Lines with the word "cloud" are the answer; copy each of them from the data below.

---

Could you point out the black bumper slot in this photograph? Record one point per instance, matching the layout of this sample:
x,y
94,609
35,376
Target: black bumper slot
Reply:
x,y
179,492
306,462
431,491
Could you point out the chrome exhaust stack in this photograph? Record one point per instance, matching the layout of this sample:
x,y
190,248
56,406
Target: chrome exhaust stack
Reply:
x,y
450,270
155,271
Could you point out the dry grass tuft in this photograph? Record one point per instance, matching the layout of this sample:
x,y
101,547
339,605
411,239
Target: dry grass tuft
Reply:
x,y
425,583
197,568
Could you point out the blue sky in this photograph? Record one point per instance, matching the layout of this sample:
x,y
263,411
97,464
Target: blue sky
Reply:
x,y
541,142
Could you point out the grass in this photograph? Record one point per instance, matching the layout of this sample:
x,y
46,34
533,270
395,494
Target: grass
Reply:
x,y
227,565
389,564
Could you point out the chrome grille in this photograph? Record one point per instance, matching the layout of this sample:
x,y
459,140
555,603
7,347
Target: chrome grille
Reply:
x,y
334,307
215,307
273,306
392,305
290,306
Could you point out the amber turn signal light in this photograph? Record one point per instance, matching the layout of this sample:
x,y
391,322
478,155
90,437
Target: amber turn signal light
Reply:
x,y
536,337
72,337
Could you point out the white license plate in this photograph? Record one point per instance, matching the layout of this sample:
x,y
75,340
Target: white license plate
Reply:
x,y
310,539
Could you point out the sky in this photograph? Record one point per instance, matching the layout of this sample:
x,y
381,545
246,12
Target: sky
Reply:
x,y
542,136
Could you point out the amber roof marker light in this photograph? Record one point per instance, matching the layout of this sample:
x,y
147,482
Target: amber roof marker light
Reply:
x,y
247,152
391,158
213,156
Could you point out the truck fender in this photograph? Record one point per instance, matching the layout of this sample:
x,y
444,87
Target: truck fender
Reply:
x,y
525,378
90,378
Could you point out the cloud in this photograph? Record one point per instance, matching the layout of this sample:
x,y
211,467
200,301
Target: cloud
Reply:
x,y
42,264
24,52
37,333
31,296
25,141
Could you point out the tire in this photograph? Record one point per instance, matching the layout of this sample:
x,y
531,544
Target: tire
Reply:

---

Answer to this problem:
Could you point out the cloud in this photograph? Record one point per instance, matching the layout of this sample:
Target: cloud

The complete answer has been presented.